Source document START

Originally developed to support browser-based video calling, the WebRTC standard has since become a core building block for a wide range of real-time communication and streaming applications. It enables real-time communication on browsers and mobile applications via the use of various standardized protocols and APIs. The protocols provide a set of rules for WebRTC peers to establish bi-directional, secure, real-time communication, while the WebRTC API enables developers to utilize these protocols simply.
The appeal of WebRTC lies in its ability to deliver sub-second latency, secure peer-to-peer communication, and broad compatibility across modern browsers and devices. It simplifies the delivery of real-time experiences, from video conferencing, live customer support, and interactive broadcasts to online gaming, auctions, and surveillance systems.
This article explores what makes up WebRTC, including the protocols and APIs that enable the transmission of audio, video, and data in real-time with minimal latency.

Source document END

_Task list_
a) From the WebRTC article, return the passage starting with "The appeal of" and going on through "and surveillance systems.".
b) List every real-time experience that the WebRTC article names as an example in the sentence beginning "It simplifies the delivery of real-time experiences".
c) Extend the WebRTC article past its final sentence.

Information provided START

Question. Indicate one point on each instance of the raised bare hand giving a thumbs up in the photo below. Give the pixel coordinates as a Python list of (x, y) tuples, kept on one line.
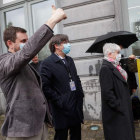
[(57, 16)]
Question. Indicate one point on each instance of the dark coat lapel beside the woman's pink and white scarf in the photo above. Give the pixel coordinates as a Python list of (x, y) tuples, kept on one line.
[(115, 71)]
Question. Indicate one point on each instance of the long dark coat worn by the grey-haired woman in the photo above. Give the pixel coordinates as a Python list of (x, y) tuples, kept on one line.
[(116, 104)]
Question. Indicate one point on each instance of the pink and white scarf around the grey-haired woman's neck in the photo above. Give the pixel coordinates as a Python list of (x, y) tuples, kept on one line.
[(118, 67)]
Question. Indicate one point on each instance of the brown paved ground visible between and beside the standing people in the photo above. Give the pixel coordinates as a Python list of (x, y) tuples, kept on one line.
[(87, 134)]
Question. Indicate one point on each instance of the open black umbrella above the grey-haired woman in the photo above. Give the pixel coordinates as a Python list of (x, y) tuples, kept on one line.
[(123, 38)]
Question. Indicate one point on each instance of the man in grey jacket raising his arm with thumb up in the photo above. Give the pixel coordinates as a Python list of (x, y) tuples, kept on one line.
[(21, 85)]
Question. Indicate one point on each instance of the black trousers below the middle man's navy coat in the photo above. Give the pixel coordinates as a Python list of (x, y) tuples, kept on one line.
[(74, 132)]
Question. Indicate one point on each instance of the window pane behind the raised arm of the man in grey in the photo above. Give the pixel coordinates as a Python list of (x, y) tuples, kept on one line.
[(40, 17)]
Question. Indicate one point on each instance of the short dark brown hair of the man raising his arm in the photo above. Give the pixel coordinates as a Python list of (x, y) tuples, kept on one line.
[(11, 34)]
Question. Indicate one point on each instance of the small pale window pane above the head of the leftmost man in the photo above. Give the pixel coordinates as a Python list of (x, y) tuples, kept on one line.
[(16, 20)]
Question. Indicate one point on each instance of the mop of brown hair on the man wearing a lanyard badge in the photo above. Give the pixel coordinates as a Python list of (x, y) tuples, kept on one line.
[(57, 39)]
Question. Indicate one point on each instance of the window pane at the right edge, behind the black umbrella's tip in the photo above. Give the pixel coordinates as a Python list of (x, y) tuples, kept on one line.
[(134, 19)]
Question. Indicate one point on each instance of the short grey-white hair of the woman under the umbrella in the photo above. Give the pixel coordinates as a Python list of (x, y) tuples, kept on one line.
[(110, 48)]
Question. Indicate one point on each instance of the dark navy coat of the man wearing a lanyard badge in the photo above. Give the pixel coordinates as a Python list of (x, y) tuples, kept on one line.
[(66, 105)]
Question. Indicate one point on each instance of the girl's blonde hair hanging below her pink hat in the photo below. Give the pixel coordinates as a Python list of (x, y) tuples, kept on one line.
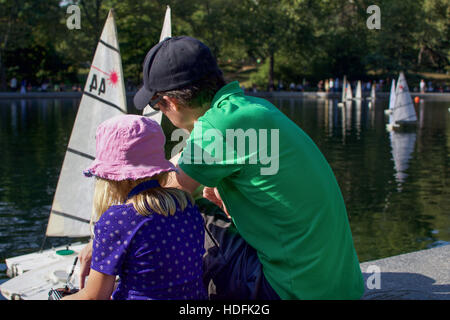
[(160, 200)]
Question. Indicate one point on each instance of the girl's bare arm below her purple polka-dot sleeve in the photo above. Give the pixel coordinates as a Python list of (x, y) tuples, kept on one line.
[(99, 286)]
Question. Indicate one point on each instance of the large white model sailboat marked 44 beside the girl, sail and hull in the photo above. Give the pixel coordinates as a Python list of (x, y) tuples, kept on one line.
[(103, 97)]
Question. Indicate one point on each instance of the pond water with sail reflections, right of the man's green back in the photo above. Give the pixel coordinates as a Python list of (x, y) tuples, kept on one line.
[(394, 184)]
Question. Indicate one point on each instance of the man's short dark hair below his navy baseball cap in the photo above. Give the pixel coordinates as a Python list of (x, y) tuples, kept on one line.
[(198, 94)]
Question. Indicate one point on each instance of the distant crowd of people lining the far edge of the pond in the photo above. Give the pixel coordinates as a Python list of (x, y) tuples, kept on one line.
[(326, 85)]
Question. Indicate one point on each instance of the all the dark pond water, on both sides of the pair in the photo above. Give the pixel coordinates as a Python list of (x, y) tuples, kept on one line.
[(395, 204)]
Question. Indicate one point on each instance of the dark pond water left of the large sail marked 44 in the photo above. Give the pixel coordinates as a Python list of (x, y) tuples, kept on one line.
[(33, 139)]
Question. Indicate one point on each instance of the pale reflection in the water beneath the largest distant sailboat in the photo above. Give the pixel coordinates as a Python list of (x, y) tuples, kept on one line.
[(402, 144)]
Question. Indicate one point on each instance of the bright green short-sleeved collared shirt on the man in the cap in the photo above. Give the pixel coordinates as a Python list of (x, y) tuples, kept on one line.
[(281, 193)]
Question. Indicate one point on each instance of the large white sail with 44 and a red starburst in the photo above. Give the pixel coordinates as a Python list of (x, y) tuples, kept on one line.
[(103, 97)]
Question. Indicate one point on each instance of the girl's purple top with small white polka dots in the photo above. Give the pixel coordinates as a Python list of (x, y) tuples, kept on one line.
[(155, 257)]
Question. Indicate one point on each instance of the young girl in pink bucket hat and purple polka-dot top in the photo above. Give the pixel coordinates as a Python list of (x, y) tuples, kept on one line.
[(149, 236)]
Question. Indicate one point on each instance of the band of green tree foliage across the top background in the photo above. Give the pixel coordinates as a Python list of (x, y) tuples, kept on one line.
[(288, 40)]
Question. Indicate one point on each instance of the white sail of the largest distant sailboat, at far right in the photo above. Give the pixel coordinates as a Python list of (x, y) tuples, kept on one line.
[(404, 108)]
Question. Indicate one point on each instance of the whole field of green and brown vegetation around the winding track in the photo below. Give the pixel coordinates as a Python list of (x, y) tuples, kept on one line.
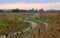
[(47, 25)]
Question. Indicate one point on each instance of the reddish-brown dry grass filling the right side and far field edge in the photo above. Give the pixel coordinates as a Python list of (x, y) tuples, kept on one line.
[(50, 32)]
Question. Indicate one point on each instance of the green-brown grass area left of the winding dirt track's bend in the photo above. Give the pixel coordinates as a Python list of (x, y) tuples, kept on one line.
[(11, 23)]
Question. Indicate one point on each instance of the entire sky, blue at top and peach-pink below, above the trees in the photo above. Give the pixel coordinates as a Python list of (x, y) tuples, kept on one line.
[(28, 4)]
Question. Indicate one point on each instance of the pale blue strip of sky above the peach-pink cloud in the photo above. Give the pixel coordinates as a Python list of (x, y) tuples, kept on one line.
[(28, 1)]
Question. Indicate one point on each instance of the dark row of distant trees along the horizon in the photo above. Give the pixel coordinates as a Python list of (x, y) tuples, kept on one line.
[(30, 10)]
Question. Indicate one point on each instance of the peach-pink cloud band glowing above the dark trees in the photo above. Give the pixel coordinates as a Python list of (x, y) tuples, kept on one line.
[(22, 5)]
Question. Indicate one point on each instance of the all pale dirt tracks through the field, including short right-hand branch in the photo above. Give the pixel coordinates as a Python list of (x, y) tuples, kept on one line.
[(33, 25)]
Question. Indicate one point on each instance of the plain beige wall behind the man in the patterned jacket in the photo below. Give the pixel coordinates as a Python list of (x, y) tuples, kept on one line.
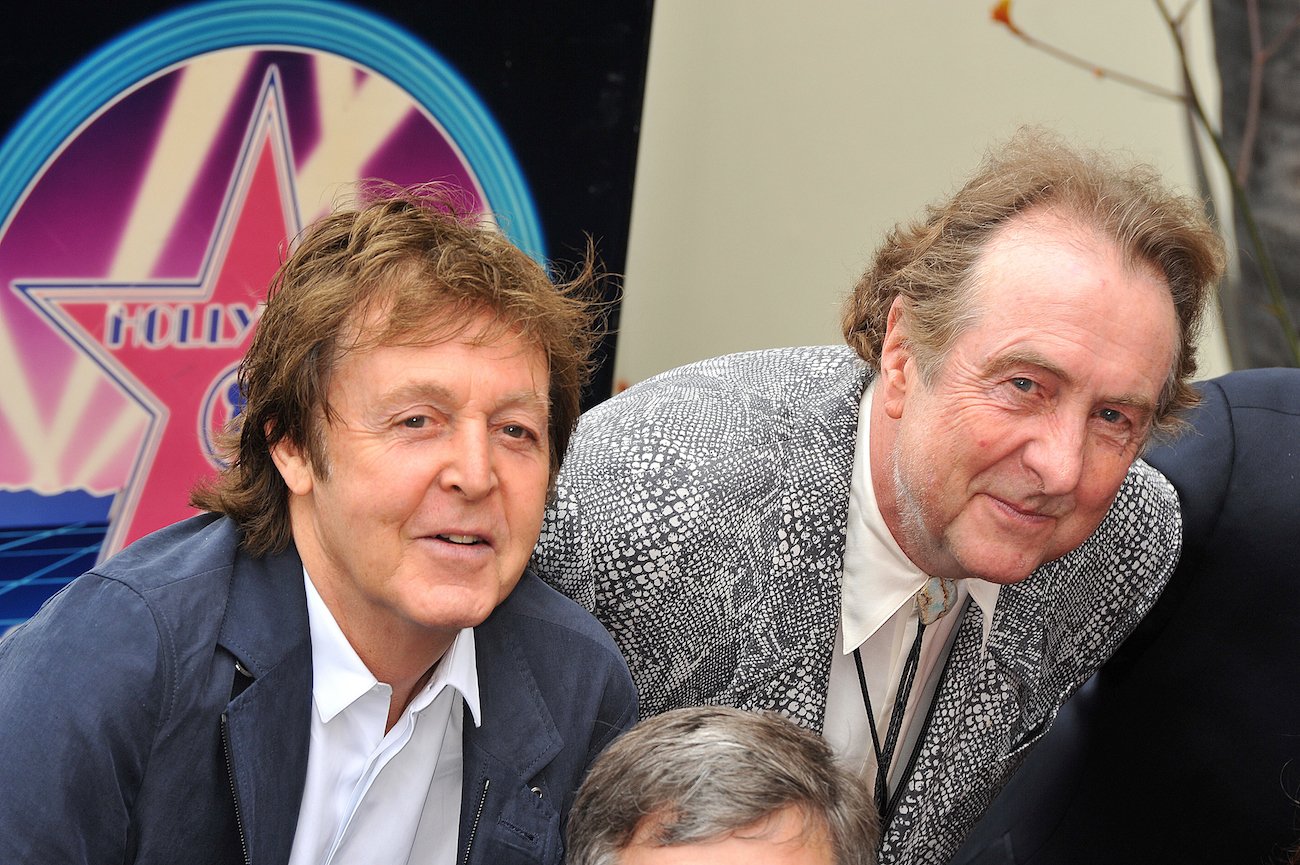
[(782, 140)]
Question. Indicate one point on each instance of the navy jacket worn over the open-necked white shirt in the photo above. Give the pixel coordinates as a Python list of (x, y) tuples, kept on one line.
[(128, 733)]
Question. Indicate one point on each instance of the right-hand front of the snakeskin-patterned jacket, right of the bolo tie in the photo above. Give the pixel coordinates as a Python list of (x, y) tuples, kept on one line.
[(1050, 635)]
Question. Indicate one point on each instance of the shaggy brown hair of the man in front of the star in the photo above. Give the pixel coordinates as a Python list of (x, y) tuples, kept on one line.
[(424, 259)]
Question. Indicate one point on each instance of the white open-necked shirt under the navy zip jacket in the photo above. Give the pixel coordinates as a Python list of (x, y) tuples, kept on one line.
[(375, 797)]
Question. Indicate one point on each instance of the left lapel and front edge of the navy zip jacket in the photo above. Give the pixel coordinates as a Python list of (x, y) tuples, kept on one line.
[(267, 725)]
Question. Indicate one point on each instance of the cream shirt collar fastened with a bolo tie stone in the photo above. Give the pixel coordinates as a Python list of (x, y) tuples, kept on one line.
[(878, 576)]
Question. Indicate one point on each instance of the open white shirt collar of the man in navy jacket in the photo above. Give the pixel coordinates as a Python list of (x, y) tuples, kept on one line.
[(340, 677)]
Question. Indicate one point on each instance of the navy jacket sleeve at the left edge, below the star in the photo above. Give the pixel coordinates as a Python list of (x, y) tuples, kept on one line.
[(81, 695)]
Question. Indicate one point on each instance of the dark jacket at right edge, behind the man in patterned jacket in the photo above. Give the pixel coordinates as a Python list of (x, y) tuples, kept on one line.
[(1186, 749)]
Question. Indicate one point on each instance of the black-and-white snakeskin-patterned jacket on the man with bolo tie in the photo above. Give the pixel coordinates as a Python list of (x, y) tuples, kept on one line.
[(701, 517)]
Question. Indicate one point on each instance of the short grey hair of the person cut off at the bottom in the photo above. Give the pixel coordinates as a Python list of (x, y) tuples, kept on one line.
[(707, 772)]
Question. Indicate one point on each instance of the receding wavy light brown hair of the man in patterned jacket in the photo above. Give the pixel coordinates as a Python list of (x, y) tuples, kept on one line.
[(933, 263)]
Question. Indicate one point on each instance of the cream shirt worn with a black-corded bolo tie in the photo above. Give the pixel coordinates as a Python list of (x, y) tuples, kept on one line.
[(878, 619)]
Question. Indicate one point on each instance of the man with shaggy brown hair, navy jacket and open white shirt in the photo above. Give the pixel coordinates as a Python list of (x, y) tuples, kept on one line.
[(345, 660)]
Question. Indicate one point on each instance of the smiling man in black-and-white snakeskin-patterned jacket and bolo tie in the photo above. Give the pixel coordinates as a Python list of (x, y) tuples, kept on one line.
[(786, 530)]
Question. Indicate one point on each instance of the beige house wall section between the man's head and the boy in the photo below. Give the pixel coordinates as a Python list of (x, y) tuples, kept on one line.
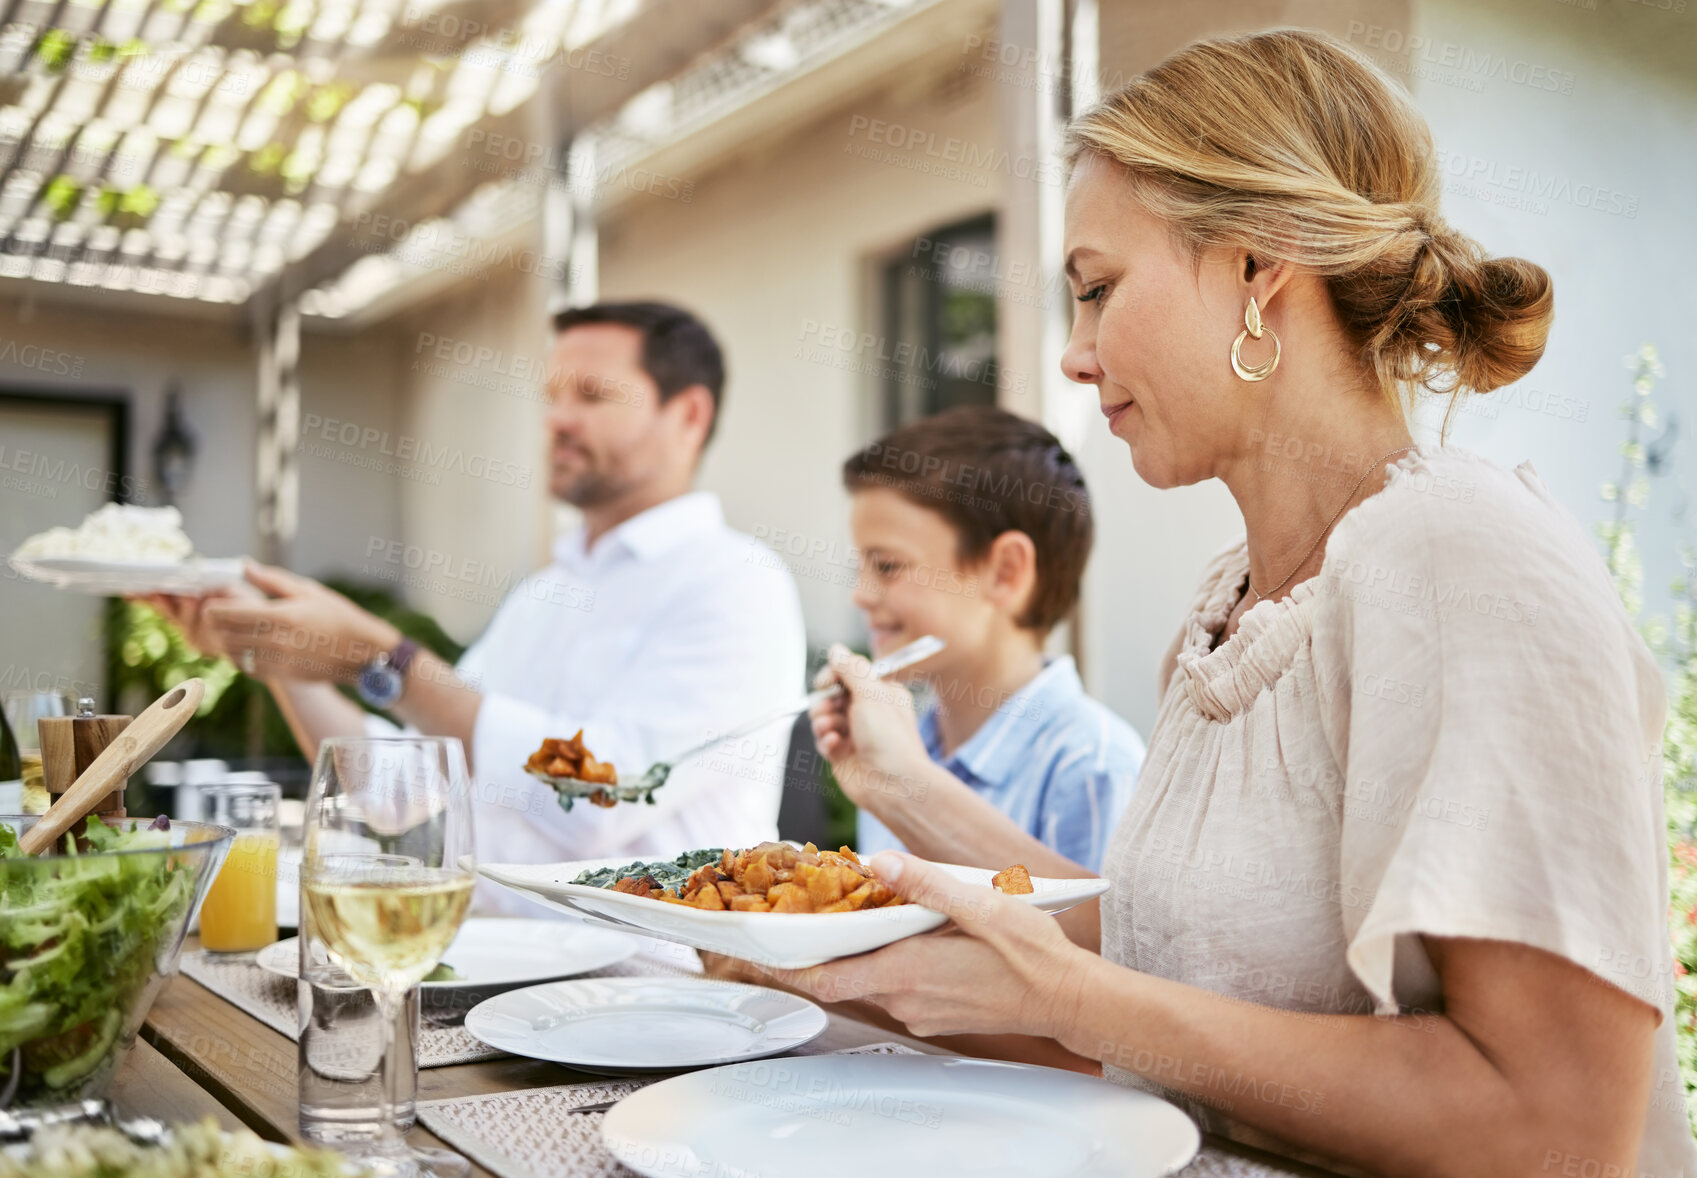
[(778, 252)]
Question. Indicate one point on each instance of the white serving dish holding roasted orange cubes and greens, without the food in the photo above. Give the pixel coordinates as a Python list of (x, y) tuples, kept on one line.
[(787, 941)]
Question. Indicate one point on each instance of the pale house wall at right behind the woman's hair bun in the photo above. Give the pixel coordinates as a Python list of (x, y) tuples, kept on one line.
[(1565, 137)]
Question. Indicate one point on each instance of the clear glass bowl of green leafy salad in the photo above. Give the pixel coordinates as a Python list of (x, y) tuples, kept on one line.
[(87, 941)]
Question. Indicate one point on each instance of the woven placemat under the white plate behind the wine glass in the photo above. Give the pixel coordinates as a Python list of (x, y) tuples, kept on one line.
[(272, 999)]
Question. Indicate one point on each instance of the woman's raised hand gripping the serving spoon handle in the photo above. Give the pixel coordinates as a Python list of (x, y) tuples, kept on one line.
[(870, 734)]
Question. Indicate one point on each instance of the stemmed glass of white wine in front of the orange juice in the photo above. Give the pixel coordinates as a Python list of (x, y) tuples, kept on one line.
[(386, 880)]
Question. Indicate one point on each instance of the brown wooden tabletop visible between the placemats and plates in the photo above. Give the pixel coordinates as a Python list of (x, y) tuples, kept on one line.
[(199, 1057)]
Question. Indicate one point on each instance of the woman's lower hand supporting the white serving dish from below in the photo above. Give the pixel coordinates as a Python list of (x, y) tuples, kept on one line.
[(1000, 968)]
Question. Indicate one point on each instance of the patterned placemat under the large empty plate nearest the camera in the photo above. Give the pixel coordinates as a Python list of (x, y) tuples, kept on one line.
[(540, 1138)]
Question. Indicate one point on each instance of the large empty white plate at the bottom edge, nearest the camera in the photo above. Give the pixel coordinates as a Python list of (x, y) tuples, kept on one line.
[(871, 1116)]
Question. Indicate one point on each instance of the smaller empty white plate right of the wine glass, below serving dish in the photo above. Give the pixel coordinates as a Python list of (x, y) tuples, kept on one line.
[(646, 1024)]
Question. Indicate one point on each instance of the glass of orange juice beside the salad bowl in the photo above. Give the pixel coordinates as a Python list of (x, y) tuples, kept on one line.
[(240, 911)]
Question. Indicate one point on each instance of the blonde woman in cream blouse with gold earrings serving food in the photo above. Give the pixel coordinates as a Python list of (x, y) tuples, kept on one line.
[(1392, 887)]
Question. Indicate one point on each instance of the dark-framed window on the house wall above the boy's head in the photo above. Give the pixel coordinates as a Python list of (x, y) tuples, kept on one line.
[(941, 323)]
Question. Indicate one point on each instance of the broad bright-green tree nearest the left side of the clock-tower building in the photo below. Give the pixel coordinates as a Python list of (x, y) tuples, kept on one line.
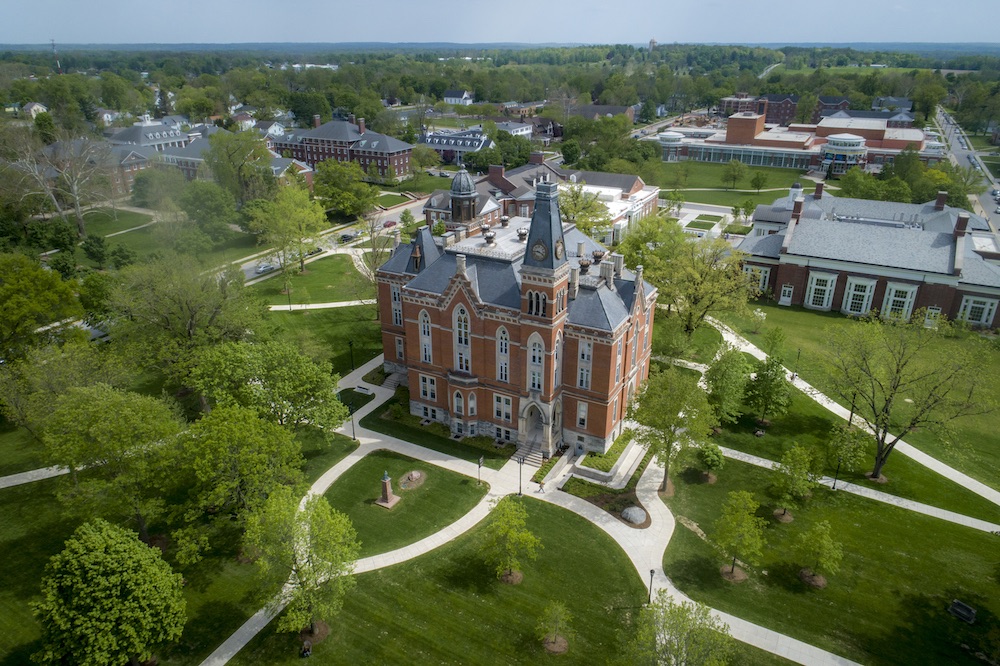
[(273, 379)]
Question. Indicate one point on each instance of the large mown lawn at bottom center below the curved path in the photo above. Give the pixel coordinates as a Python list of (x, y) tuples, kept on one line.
[(447, 607)]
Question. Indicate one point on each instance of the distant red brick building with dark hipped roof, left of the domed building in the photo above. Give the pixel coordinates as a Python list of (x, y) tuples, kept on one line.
[(346, 141)]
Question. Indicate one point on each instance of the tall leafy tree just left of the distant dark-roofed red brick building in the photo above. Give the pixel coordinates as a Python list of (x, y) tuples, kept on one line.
[(241, 163)]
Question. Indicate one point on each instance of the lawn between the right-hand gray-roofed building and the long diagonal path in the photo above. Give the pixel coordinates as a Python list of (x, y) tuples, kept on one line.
[(975, 450)]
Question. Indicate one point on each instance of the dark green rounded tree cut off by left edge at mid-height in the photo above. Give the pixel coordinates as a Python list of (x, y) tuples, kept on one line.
[(30, 299)]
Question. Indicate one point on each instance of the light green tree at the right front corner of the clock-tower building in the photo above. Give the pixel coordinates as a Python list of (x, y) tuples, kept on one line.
[(671, 410)]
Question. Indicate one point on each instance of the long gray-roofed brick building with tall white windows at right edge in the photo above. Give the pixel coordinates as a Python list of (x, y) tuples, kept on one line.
[(859, 256)]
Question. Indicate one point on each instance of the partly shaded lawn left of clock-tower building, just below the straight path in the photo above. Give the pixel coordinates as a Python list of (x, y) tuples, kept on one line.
[(326, 333)]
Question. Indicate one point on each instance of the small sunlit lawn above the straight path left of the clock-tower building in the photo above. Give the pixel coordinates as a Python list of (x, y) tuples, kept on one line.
[(327, 280)]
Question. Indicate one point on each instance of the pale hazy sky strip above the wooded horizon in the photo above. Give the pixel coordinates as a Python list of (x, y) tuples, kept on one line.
[(585, 21)]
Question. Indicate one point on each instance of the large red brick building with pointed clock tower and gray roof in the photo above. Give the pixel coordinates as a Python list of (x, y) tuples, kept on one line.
[(527, 331)]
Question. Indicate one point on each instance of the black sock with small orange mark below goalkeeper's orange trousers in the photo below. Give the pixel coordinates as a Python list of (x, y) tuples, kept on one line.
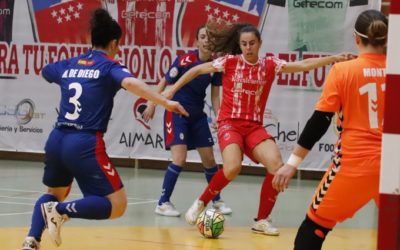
[(310, 235)]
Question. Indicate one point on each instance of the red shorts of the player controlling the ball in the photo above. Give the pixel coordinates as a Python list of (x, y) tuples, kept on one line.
[(247, 134)]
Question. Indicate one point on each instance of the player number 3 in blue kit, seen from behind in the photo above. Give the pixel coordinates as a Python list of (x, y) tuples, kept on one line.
[(75, 148)]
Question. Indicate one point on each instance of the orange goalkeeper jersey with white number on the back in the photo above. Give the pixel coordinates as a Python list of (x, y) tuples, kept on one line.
[(355, 90)]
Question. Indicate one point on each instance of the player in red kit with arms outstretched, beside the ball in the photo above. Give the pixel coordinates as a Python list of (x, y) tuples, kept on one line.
[(246, 80)]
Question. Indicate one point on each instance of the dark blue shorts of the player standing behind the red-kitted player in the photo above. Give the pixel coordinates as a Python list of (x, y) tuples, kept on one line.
[(192, 131)]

Information provided END

_Outputs by task_
a)
The appeal of WebRTC lies in its ability to deliver sub-second latency, secure peer-to-peer communication, and broad compatibility across modern browsers and devices. It simplifies the delivery of real-time experiences, from video conferencing, live customer support, and interactive broadcasts to online gaming, auctions, and surveillance systems.

b)
- video conferencing
- live customer support
- interactive broadcasts
- online gaming
- auctions
- surveillance systems

c)
WebRTC: An overview
Transmitting audio and video over the internet in real time is hard — it demands immediate transmission with minimal buffering. These requirements rule out TCP as the transport protocol, because its reliability mechanisms, such as head-of-line blocking (where a lost packet holds up the delivery of subsequent packets until it is retransmitted), introduce unacceptable delays. This necessitates the use of UDP, which prioritizes speedy delivery, albeit without guaranteeing packet arrival or order. As a result, codecs must be robust enough to tolerate packet loss while keeping distracting artifacts to a minimum.
To minimize latency, WebRTC employs a peer-to-peer approach, utilizing the UDP protocol as its underlying transport. Two WebRTC endpoints, frequently browsers, communicate directly, avoiding the delays introduced by routing data through a central server. However, establishing this direct connection still requires a signaling server to coordinate the initial handshake and exchange of metadata so that each peer can locate and negotiate with the other.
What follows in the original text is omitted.